Dans le texte sur le cinéma et l'écriture, combien de longs métrages de fiction Tarkovsky a-t-il réalisés ?

● EXTRAIT DU DOCUMENT:
+++

Cinéma vs écriture

Cyril Bron
4 min readJan 9, 2020

« Voilà pourquoi la conception assez courante, qui tient le cinéma pour un système de signes, me semble profondément et essentiellement erronée[…]C’est pourquoi je m’oppose tant aux tentatives des structuralistes à vouloir analyser le plan comme un signe d’autre chose, comme un bilan sémantique ». (Tarkovsky)

Position de Tarkovsky:

Tarkovsky: Cinéaste soviétique mort en 1986.
Il a réalisé 7 longs métrages de fiction. 4 films ont été censurés en raison de rupture avec l’esprit soviétique de l’époque.
Tarkovsky est le défenseur d’un cinéma épuré. Pour lui, le cinéma est un art du temps. Avec la caméra, on enregistre du temps qui passe…

Malgré des descriptions très précises, l’écriture fait appel à l’imagination du lecteur et à sa subjectivité. L’écriture est avant tout un système de signes que le lecteur-trice va rattacher à son propre imaginaire.

Alors que le cinéma est une réalité sensible. La camera enregistre.

D’une certaine manière, celui qui écrit, peut interrompre son travail sans avoir aucune influence sur le déroulé du récit ou de la thèse. Alors que sur le set d’un tournage, les événements se déroulent en dehors de l’enregistrement de la caméra.

« Voilà pourquoi la conception assez courante, qui tient le cinéma pour un système de signes, me semble profondément et essentiellement erronée[…]C’est pourquoi je m’oppose tant aux tentatives des structuralistes à vouloir analyser le plan comme un signe d’autre chose, comme un bilan sémantique ». p.208–209

Aussi bien dans la sémiologie que dans le structuralisme, il s’agit de faire des analogies avec la littérature et la linguistique. D’une certaine manière, on importe les composants littéraires au cinéma. Le rapport entre signifiant et signifié…

Et selon Tarkovsky, ça ne marche pas. Au cinéma, les plans des films ne sont pas des signifiants.

« le cinéma et la musique sont en ce sens des arts directs, car ils n’ont pas besoin d’un langage intermédiaire. C’est là une propriété déterminante qui à la fois rapproche le cinéma de la musique et l’éloigne de la littérature, où tout est exprimé par un système de signes, de hiéroglyphes. Une œuvre littéraire ne peut être perçue qu’à travers des symboles, des concepts, en l’occurence les mots. Alors que le cinéma, comme la musique, nous offre de percevoir une œuvre d’art directement par les sens […] Le cinéma […] opère avec des matériaux donnés par la nature même, manifestée par un passage du temps dans l’espace » p.208

…un passage du temps dans l’espace. C’est la définition même du cinéma par Tarkovsky. Quand on enregistre avec une caméra et jusqu’au montage, nous avons affaire à des lieux, et des événements qui s’y déroulent. Le plan est forcément traversé par du temps qui passe…

même dans le plan d’un pot de fleurs, on peut y voir les variations de la lumière ou un peu de vent…

Position de Deligny:

Deligny: Educateur, instituteur et écrivain mort en 1996.

+++

● DONNÉES FOURNIES:
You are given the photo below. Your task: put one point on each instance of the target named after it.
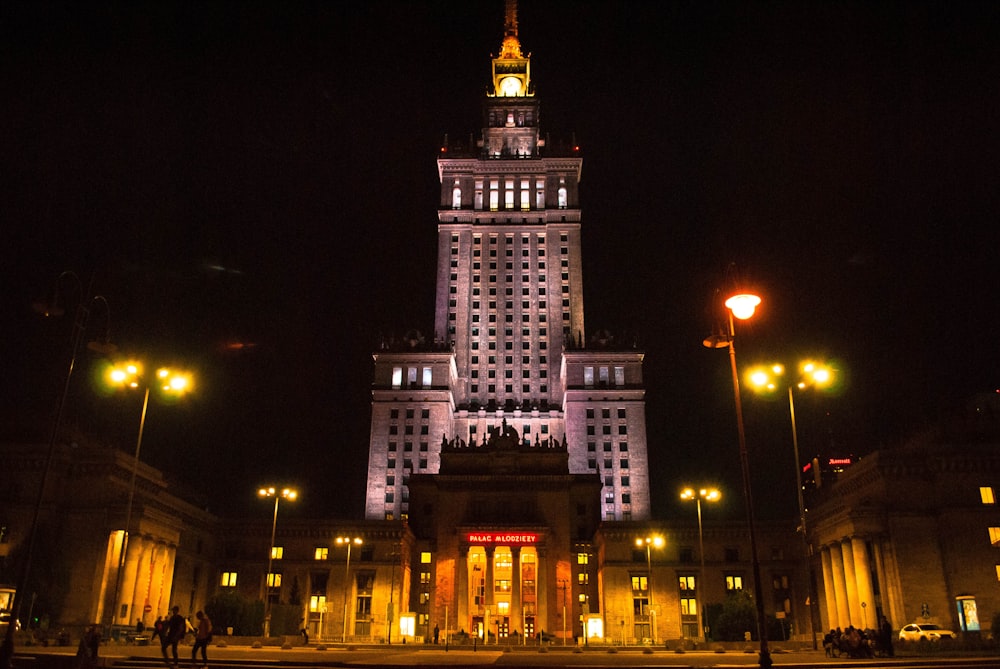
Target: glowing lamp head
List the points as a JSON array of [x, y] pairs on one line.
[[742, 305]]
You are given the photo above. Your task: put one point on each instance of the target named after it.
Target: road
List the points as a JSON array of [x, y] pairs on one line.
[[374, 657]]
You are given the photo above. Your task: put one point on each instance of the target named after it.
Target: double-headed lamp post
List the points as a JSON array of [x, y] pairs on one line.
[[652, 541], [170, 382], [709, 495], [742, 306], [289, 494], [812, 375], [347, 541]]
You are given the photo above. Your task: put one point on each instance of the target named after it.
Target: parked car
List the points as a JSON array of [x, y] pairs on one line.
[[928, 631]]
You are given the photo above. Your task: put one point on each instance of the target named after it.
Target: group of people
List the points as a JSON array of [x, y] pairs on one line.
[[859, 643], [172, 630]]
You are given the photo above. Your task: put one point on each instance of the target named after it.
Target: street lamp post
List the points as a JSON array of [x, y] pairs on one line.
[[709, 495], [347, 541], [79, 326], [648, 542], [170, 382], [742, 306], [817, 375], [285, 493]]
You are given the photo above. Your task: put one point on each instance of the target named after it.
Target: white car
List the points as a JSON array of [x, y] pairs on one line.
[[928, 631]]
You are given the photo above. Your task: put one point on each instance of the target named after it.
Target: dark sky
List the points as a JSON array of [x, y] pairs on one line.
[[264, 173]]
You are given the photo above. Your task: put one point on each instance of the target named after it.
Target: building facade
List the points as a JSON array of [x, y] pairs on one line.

+++

● SOLUTION PROPOSÉE: Il en a réalisé sept.